| Texte support |
○ ○ ○ ○ ○ ○ ○

Après l'assassinat de Samuel Paty, quelle prise de conscience collective ?
La décapitation de Samuel Paty va-t-elle susciter de fausses polémiques ou une prise de conscience ? Tel est l'enjeu politique de ces prochains jours.
Bien sûr, les différents responsables publics ont déjà fait part de leur indignation - comment faire moins dans de telles circonstances ? Certains d'entre eux ont livré des pistes de réflexion après ce drame.
Pour Olivier Faure, le patron du PS, il faut dissoudre "les associations qui propagent la haine".
Christian Jacob, chef de file du parti Les Républicains, souhaite lui un référendum sur "l'expulsion des délinquants étrangers".
Quant à Jean-Luc Mélenchon, il estime qu'"il y a un problème avec la communauté tchétchène". Le dirigeant de la France insoumise demande des services de renseignement plus efficaces.
Mais la véritable union nationale ne peut venir que d'un examen des faits, selon vous...
Oui, d'un examen précis du déroulement de cet assassinat. On l'a dit : ce sont le père d'une élève et un militant islamiste connu des services de police qui ont fait monter la polémique - et donc la pression sur les épaules de cet enseignant.

○ ○ ○ ○ ○ ○ ○

| Données fournies |

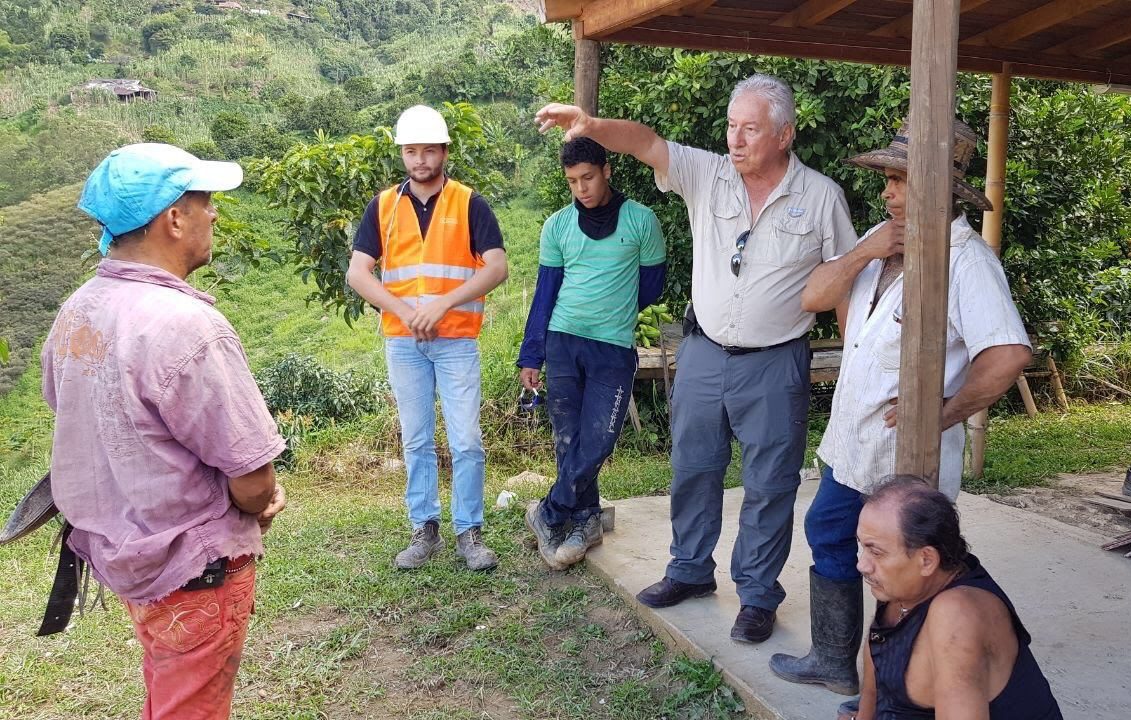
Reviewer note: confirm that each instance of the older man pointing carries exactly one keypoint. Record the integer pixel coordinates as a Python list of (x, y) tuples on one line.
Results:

○ ○ ○ ○ ○ ○ ○

| Consigne |
Indiquez si chacune des affirmations suivantes concorde avec le texte sur l'assassinat de Samuel Paty. Répondez par oui ou par non, puis citez à l'identique les mots du texte qui le prouvent.
1. Olivier Faure réclame la dissolution d'associations qui propagent la haine.
2. Christian Jacob demande des services de renseignement plus efficaces.
3. Le père d'une élève et un militant islamiste ont fait monter la polémique.

| Corrigé |
1. Oui : « Pour Olivier Faure, le patron du PS, il faut dissoudre "les associations qui propagent la haine". »
2. Non : « Le dirigeant de la France insoumise demande des services de renseignement plus efficaces. »
3. Oui : « ce sont le père d'une élève et un militant islamiste connu des services de police qui ont fait monter la polémique »